WORK INSTRUCTION: Leave the pictures out and restate every line below exactly.

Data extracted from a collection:
————————

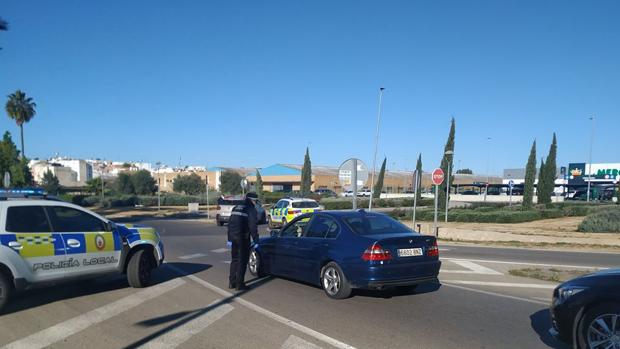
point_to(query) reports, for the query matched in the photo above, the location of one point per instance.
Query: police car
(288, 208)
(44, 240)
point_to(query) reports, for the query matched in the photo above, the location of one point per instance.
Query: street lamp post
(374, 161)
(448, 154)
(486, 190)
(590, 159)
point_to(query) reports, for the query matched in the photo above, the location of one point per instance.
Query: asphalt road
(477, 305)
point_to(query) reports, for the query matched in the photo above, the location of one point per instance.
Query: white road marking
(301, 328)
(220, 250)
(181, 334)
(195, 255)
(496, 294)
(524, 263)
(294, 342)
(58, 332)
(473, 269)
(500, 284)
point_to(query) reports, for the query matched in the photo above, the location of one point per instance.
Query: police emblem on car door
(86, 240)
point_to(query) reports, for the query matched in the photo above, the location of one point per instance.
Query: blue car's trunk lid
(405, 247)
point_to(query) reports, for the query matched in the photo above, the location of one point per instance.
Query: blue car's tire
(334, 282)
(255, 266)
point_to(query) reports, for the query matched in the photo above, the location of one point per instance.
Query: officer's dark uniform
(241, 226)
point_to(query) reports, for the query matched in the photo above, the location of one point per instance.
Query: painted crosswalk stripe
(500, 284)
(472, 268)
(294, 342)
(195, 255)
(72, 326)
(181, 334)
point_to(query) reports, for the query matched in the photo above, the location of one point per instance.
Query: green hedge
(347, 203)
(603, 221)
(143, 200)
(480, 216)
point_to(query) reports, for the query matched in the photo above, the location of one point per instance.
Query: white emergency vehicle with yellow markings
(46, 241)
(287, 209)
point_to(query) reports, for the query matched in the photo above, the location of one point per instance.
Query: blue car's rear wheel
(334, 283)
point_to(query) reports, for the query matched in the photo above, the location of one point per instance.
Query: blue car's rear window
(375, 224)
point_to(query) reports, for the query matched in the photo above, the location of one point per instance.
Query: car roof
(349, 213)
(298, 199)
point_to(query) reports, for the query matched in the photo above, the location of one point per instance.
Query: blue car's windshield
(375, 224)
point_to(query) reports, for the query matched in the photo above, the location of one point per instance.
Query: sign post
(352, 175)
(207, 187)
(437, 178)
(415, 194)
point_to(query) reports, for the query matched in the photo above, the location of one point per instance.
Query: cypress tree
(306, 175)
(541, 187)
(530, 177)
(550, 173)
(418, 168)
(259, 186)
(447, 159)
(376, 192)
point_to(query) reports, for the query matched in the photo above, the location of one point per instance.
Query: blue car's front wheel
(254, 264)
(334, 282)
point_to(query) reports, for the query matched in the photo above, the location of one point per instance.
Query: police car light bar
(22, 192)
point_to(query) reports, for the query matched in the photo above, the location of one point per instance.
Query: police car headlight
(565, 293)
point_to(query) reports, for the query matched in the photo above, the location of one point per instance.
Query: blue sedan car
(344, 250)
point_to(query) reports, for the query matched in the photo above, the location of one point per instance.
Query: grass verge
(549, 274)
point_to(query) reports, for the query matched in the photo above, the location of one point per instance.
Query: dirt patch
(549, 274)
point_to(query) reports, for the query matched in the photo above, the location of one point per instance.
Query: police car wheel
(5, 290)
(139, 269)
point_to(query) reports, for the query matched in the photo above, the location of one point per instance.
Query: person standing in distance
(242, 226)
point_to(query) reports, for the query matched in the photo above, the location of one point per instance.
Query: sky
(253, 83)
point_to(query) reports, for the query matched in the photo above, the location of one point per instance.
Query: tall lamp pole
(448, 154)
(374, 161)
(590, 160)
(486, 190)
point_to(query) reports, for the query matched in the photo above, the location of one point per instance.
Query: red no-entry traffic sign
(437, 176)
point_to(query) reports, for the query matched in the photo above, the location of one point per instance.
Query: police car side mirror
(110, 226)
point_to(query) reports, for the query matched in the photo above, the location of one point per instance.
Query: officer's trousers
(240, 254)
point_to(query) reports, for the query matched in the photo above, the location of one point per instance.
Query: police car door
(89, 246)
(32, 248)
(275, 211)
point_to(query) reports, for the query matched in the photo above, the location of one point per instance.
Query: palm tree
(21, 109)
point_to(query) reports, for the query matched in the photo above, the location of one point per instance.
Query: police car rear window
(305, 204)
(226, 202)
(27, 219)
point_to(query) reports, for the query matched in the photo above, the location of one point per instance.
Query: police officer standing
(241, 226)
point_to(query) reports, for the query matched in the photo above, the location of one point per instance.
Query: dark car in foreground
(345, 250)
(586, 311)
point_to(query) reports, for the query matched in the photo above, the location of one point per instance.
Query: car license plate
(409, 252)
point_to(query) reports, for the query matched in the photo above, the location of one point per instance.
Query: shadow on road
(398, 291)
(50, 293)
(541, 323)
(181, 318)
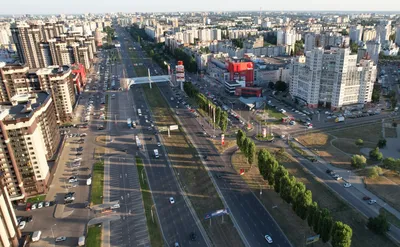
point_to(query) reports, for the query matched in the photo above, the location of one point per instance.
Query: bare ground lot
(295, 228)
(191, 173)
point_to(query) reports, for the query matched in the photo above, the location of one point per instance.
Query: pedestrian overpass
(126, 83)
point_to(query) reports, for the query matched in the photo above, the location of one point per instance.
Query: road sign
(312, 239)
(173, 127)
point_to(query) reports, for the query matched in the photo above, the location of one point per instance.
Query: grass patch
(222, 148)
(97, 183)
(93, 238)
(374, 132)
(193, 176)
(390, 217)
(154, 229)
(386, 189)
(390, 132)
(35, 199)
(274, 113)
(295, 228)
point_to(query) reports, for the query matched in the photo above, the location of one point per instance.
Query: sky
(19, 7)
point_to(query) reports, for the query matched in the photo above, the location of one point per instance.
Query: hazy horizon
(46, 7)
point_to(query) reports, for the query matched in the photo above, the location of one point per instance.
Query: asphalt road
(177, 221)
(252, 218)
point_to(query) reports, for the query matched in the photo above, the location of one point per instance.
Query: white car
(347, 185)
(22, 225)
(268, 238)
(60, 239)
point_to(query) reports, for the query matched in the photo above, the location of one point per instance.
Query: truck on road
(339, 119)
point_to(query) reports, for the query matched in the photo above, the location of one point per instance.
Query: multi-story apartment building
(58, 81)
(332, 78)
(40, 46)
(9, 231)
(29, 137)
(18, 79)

————————

FINISHED EXERCISE:
point_to(query) reports, for the query matched in the photo above, the location of one point per instance.
Query: police car
(288, 208)
(44, 240)
point_to(query) reports, for the query matched in the photo above, the location of one point per instance.
Query: street lamp post
(374, 161)
(448, 154)
(486, 190)
(590, 159)
point_to(query) reports, for the query matched in the photo above, the location of one point per instance.
Query: asphalt road
(477, 305)
point_to(query) reports, for the query matched in the photo above, the location of one point per instance.
Query: white road marking
(301, 328)
(220, 250)
(181, 334)
(195, 255)
(496, 294)
(524, 263)
(294, 342)
(58, 332)
(473, 269)
(500, 284)
point_to(query) reports, for the query matched in the photo above, the location of one point per instance.
Query: police emblem on car door
(86, 240)
point_to(query) reports, for the query matched in the photo above, the location of one point per instance.
Query: blue car's trunk lid
(405, 247)
point_to(query) reports, for the query matched in the photo above, the location of one point per instance.
Query: blue car's tire
(334, 282)
(255, 266)
point_to(query) reports, for the query matched in the photo above, the location of one point per instance.
Query: officer's dark uniform
(241, 226)
point_to(query) reports, for the query matched in the photo above, the location of one point per instance.
Query: painted crosswalk stripe
(500, 284)
(472, 268)
(294, 342)
(195, 255)
(72, 326)
(181, 334)
point_to(query) reports, for the query matched in the photo above, the location of one point per instance.
Query: green hedge
(347, 203)
(603, 221)
(143, 200)
(480, 216)
point_to(query) reports, for the query matched in the photo above, the location of one point per instance.
Query: white emergency vehicle with yellow markings
(46, 241)
(287, 209)
point_to(query) reports, for the query matched in the photo above, the location of one point per instance.
Query: blue car's rear wheel
(334, 283)
point_to(query) reports, for the query matched in the photo above, the location of one point per instance.
Query: blue car's rear window
(375, 224)
point_to(query) reports, for the query matched in the photo above, the location of one point per instance.
Query: car roof
(349, 213)
(298, 199)
point_to(query) reports, for the query matched in the photo above, the location of one point per instance.
Query: blue car's windshield
(375, 224)
point_to(query) reports, for the query matched in the photo above, the location of one point per instance.
Query: sign post
(352, 175)
(207, 187)
(437, 178)
(415, 194)
point_to(query) reports, for the query matched in the photo above, the location of one point per instance.
Query: cypress tree
(306, 175)
(541, 187)
(530, 177)
(550, 173)
(418, 168)
(259, 186)
(447, 159)
(376, 192)
point_to(query) reports, for the query matched in the photo above, the location of one point per instance.
Query: blue car's front wheel
(254, 264)
(334, 282)
point_to(query) reports, for the query matched in the photo above, the location of one point per instance.
Query: police car light bar
(22, 192)
point_to(query) reports, for the query matched in the photo above, the location of one point per instance.
Query: police car headlight
(565, 293)
point_to(query) reports, for the query matched in the photo above, the location of one point per instance.
Query: blue sedan car
(344, 250)
point_to(query) reports, for the query matched in the photo above, the location of one point per instance.
Query: grass verge
(549, 274)
point_to(query) reports, for the query matched in the photo above, the location of one point per instance.
Query: dirt patch
(549, 274)
point_to(query) reports, for the query matched in the photo above, the location of one point per instance.
Query: police car wheel
(5, 290)
(139, 269)
point_to(query) reports, for the query matched in the photo above, the location of one point per instance.
Query: person standing in distance
(242, 226)
point_to(query) reports, for the query matched in the photo above, the location of one point per instance.
Query: sky
(253, 83)
point_to(query) reports, for the query matched in the photo above, the location of one point per instance.
Query: tall lamp pole
(448, 154)
(374, 161)
(590, 160)
(486, 190)
point_to(query) reports, for the query matched in the photo above, the location of one point per instance.
Query: red no-entry traffic sign
(437, 176)
point_to(query) reports, for the query matched in the photo above, the location of one point per instance.
Query: police car side mirror
(110, 226)
point_to(query) reports, for the query matched in the photo above, the location of one point per instance.
Query: officer's trousers
(240, 254)
point_to(query) reports, for the query matched in the photo above, the location of one point per instance.
Query: police car door
(89, 246)
(32, 248)
(275, 211)
point_to(query) reports, for the query matched in the photo above, the location of one point per instance.
Query: palm tree
(21, 109)
point_to(query) reports, for the query matched in the photo above, the location of one point per instance.
Query: police car rear window
(305, 204)
(226, 202)
(27, 219)
point_to(query) reports, for the query matched in the photo above, the location of one point per instance.
Query: police officer standing
(241, 226)
point_to(query) reports, for the query matched in the photo above, the location of one point per instance.
Query: dark car in foreground
(345, 250)
(586, 311)
point_to(query) reports, for the query matched in the photo above, the location of one point per instance.
Query: car license plate
(409, 252)
point_to(query) reports, for the query matched in the photo above, the location of one point per instance.
Query: shadow on road
(398, 291)
(50, 293)
(541, 323)
(181, 318)
point_to(query) reports, for the query matched in the photo above, the location of one point per instance.
Query: bare ground lot
(295, 228)
(191, 173)
point_to(query) reports, for the query matched in the photo above, the location of one point per instance.
Query: pedestrian overpass
(126, 83)
point_to(query) reports, for the query matched in the photo above, the location of one point per instance.
Query: road sign
(312, 239)
(173, 127)
point_to(query) reports, for the query matched in the photo above, the location of one point per instance.
Query: grass patch
(222, 148)
(97, 183)
(93, 238)
(374, 132)
(193, 176)
(390, 217)
(154, 229)
(386, 189)
(390, 132)
(35, 199)
(274, 113)
(295, 228)
point_to(query) reports, for the query matched in the photo above, the location of one point per instance.
Query: sky
(19, 7)
point_to(query) reports, for the query matched in the photo above, the location of one point per instance.
Query: hazy horizon
(46, 7)
point_to(query) reports, for the query matched in the photo above, the location of one point per instance.
Query: asphalt road
(177, 221)
(252, 218)
point_to(query) reports, for the query matched in the photo above, the location of one point per instance.
Query: white car
(347, 185)
(22, 225)
(268, 238)
(60, 239)
point_to(query) reports, for the query matched in the photo above, the location of one point per instance.
Query: truck on road
(339, 119)
point_to(query) reports, for the query matched in the photo above, the location of one point per instance.
Query: multi-story apartment building
(58, 81)
(332, 78)
(40, 46)
(9, 231)
(29, 137)
(18, 79)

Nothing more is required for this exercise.